Substitute "places a marker on" for every "puts a dot on" in the data from the start through the line containing "column 253, row 155", and reproduce those lines with nothing else altered. Omit the pictures from your answer.

**SUPPLIED INFORMATION:**
* Start *

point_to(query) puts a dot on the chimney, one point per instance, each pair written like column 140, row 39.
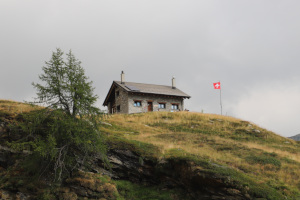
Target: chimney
column 173, row 83
column 122, row 78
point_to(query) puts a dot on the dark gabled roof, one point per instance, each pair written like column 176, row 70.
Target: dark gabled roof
column 143, row 88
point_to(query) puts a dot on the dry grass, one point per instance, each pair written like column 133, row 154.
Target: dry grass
column 221, row 144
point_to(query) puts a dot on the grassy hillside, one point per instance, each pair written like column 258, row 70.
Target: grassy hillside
column 296, row 137
column 229, row 151
column 253, row 155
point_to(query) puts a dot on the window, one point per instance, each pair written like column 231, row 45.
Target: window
column 137, row 103
column 174, row 107
column 161, row 105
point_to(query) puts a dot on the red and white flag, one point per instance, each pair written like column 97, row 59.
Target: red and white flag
column 217, row 85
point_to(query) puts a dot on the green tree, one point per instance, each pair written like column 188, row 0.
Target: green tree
column 66, row 86
column 64, row 134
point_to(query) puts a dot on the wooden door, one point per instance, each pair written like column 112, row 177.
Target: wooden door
column 150, row 106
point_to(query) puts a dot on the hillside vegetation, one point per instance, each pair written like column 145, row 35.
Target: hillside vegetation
column 251, row 154
column 164, row 155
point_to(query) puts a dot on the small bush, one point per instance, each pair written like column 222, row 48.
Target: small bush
column 263, row 160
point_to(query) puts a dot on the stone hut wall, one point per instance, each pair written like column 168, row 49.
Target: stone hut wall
column 155, row 103
column 121, row 100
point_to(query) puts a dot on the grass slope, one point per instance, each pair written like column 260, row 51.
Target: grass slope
column 253, row 159
column 264, row 163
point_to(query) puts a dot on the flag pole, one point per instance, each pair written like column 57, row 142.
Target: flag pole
column 221, row 99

* End *

**WORKED SOLUTION:**
point_to(query) places a marker on the chimney, one point per instance, each pair written like column 140, row 39.
Target: chimney
column 173, row 83
column 122, row 78
point_to(query) places a marker on the dark gabled roof, one point per instance, each pair written like column 176, row 70.
Target: dark gabled roof
column 143, row 88
point_to(query) places a marker on the dry grass, one point per instance, each pair written like column 133, row 154.
Target: dry grass
column 221, row 144
point_to(query) places a marker on the grassy hillside, one point per instance, each pair written like column 258, row 70.
Target: grassy hillside
column 296, row 137
column 229, row 151
column 253, row 155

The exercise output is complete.